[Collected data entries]
========================================
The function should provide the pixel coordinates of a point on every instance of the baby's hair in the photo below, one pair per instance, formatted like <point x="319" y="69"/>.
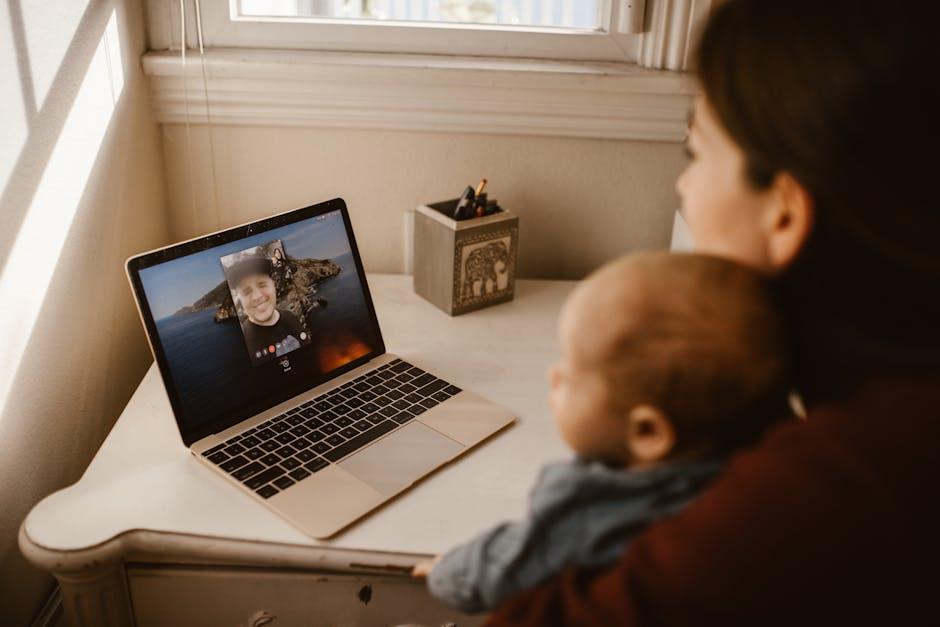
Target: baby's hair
<point x="701" y="339"/>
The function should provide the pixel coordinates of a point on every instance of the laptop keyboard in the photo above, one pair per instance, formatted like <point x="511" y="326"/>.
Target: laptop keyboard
<point x="276" y="454"/>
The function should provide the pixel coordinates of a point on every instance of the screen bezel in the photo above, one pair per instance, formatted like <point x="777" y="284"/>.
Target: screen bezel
========================================
What to do –
Can you give all the material above again with "The function should provide" swapped for "The function must return" throughout, keeping everything else unchanged and leaving the pictures out?

Exercise solution –
The function must return the pixel coordinates of a point on every instance of the baby's hair in the photo below, one pair per instance, formatted like <point x="319" y="69"/>.
Target: baby's hair
<point x="701" y="339"/>
The function must return the pixel coordinates of a point on every instance of the laptop keyboard in the photo above, one pair per instance, formatted like <point x="511" y="326"/>.
Target: laptop keyboard
<point x="276" y="454"/>
The function must return the pixel coordinates of a point on every instance of the screen bezel in the photo above, one pair per instance, formatted like <point x="777" y="284"/>.
Target: screen bezel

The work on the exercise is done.